- [Tekstfragment]

■ ■ ■ ■ ■

11. Het college moet zo spoedig mogelijk, maar uiterlijk binnen twee weken, aan de rechtbank meedelen of hij gebruik maakt van de gelegenheid het gebrek te herstellen. Als het college gebruik heeft gemaakt van de herstelmogelijkheid, zal de rechtbank eiseres en vergunninghouder in de gelegenheid stellen binnen vier weken te reageren op de herstelpoging van het college. In beginsel, ook in de situatie dat het college de hersteltermijn ongebruikt laat verstrijken, zal de rechtbank zonder tweede zitting uitspraak doen op het beroep.
12. Het geding zoals dat na deze tussenuitspraak wordt gevoerd, blijft in beginsel beperkt tot de beroepsgronden zoals die zijn besproken in deze tussenuitspraak, omdat het inbrengen van nieuwe geschilpunten over het algemeen in strijd met de goede procesorde wordt geacht.
13. De rechtbank houdt iedere verdere beslissing aan tot de einduitspraak op het beroep. Dat laatste betekent ook dat zij over de proceskosten en het griffierecht nu nog geen beslissing neemt.

Beslissing

De rechtbank:
- draagt het college op binnen twee weken aan de rechtbank mee te delen of hij gebruik maakt van de gelegenheid het gebrek te herstellen;
- stelt het college in de gelegenheid om binnen acht weken na verzending van deze tussenuitspraak het gebrek te herstellen met inachtneming van de overwegingen en aanwijzingen in deze tussenuitspraak;
- houdt iedere verdere beslissing aan.
Deze uitspraak is gedaan door mr. V.E.H.G. Visser, rechter, in aanwezigheid van
mr. I.C. de Zeeuw-'t Lam, griffier. De beslissing is uitgesproken op 2 juli 2021 en zal openbaar worden gemaakt door publicatie op rechtspraak.nl.
De rechter is niet in de gelegenheid
de uitspraak te ondertekenen.
griffier
rechter
Een afschrift van deze uitspraak is verzonden aan partijen op:

Bent u het niet eens met deze uitspraak?

Tegen deze tussenuitspraak staat nog geen hoger beroep open. Tegen deze tussenuitspraak kan hoger beroep worden ingesteld tegelijkertijd met hoger beroep tegen de (eventuele) einduitspraak in deze zaak.

Voetnoten

1.Artikel 8:58, eerste lid, van de Algemene wet bestuursrecht (Awb).
2.Artikel 3 van de regels van de beheersverordening.
3.Artikel 6 van de planregels van het bestemmingsplan.
4.Artikel 2.12, eerste lid, sub a, onder 2O, van de Wabo, in samenhang met artikel 4, aanhef en onderdeel 9, van bijlage II bij het Besluit omgevingsrecht (Bor).

■ ■ ■ ■ ■

- [Een reeks rijen]
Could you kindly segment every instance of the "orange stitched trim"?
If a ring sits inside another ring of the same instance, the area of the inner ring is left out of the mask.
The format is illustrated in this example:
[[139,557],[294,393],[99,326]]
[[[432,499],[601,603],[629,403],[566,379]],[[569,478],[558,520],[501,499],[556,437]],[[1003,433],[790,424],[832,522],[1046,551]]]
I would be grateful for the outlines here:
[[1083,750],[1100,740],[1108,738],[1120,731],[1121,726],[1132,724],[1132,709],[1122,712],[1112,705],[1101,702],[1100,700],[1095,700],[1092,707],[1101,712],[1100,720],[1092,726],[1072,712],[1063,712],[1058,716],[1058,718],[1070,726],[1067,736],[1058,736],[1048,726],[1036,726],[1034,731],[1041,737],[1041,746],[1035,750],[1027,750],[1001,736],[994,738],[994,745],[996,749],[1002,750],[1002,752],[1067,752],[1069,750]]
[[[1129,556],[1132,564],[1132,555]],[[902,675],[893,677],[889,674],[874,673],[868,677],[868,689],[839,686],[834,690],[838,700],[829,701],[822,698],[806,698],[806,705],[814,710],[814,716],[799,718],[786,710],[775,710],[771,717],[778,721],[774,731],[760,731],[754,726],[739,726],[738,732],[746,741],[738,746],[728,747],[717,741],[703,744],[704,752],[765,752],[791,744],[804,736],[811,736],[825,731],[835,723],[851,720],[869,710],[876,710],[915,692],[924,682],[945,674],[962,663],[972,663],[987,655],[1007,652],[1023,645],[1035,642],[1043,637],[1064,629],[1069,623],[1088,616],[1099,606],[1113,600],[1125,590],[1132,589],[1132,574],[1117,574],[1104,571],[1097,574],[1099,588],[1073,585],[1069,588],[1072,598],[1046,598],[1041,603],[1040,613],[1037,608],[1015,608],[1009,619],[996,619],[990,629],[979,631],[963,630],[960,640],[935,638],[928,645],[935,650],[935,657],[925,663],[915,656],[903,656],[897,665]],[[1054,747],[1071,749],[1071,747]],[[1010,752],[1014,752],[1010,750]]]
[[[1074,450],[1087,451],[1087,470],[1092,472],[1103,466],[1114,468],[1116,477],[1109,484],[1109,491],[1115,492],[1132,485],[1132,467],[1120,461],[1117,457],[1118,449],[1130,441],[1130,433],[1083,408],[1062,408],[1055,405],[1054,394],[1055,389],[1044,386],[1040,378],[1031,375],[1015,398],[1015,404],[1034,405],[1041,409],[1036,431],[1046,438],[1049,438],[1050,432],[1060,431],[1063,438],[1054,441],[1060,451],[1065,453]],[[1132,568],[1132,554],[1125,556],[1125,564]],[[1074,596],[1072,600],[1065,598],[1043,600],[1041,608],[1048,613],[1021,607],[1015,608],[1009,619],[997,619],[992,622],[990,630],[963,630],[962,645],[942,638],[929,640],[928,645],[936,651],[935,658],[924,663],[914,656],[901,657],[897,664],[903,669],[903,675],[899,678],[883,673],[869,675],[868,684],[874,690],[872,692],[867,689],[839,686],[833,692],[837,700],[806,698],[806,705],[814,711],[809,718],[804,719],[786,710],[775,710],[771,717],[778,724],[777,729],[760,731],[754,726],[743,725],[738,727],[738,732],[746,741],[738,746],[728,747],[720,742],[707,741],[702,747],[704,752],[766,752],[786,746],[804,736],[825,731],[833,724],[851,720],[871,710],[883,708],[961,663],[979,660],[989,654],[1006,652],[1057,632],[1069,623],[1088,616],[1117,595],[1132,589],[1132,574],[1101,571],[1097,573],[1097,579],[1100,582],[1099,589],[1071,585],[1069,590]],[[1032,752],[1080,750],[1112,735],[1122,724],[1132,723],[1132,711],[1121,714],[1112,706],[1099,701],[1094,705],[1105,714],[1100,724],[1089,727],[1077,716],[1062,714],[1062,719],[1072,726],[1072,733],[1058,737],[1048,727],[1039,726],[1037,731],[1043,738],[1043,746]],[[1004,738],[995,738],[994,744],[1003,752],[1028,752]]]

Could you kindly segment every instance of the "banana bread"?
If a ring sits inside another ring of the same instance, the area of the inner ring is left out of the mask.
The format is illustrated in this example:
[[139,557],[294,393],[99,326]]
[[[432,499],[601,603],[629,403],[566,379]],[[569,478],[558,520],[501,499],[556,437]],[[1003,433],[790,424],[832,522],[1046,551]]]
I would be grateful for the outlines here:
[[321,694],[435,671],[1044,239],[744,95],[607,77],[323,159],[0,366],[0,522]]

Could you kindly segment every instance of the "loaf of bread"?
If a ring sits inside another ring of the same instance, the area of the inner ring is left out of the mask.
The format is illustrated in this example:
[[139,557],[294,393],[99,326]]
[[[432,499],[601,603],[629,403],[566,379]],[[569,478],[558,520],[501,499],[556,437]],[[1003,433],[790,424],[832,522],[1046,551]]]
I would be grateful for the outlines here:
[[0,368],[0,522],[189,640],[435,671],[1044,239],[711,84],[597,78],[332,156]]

■ ■ ■ ■ ■

- [Gegeven opdracht 1]
Beantwoord aan de hand van het tekstfragment:
(a) Binnen welke termijn mogen eiseres en vergunninghouder reageren op de herstelpoging van het college?
(b) Binnen hoeveel weken na verzending van de tussenuitspraak mag het college het gebrek herstellen?
(c) Op welke datum is de beslissing uitgesproken?
- [Gegeven opdracht 2] Tel hoeveel regels van de rijen de string "kindly" bevatten, waarbij hoofdletters en kleine letters verschillen. Geef alleen het aantal.

- [Antwoord 1]
(a) Binnen vier weken.
(b) Binnen acht weken.
(c) Op 2 juli 2021.

- [Antwoord 2] 3